| WHAT YOU NEED TO DO |
Would you return the data exactly as given, except for its pictures?

*** MATERIALS PROVIDED Section Begins ***

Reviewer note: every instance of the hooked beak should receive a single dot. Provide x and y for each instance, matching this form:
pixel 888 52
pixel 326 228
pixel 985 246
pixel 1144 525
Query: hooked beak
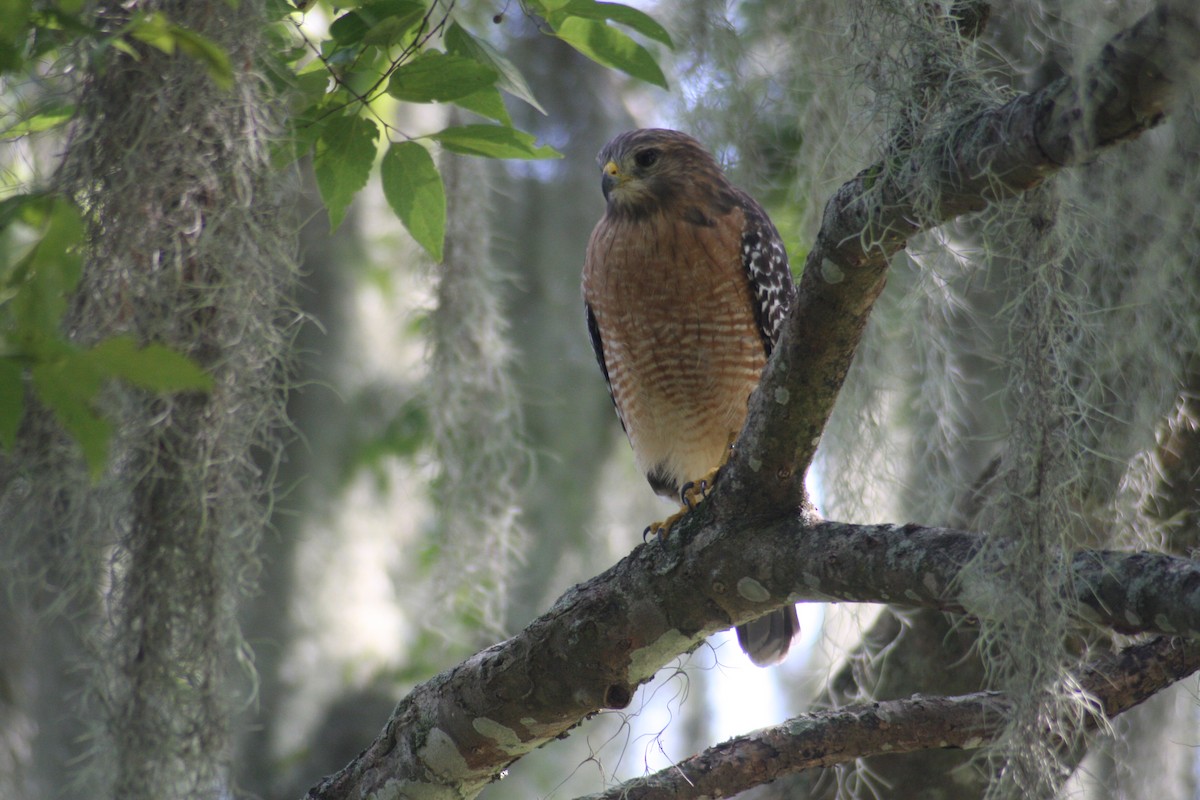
pixel 610 179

*** MATERIALS PROVIDED Section Ends ***

| SOLUTION TO THIS PROBLEM |
Reviewer note: every instance of the hooked beak should receive a single dot. Provide x and y for each instance, matching this form:
pixel 888 52
pixel 326 228
pixel 985 246
pixel 1144 525
Query: hooked beak
pixel 610 179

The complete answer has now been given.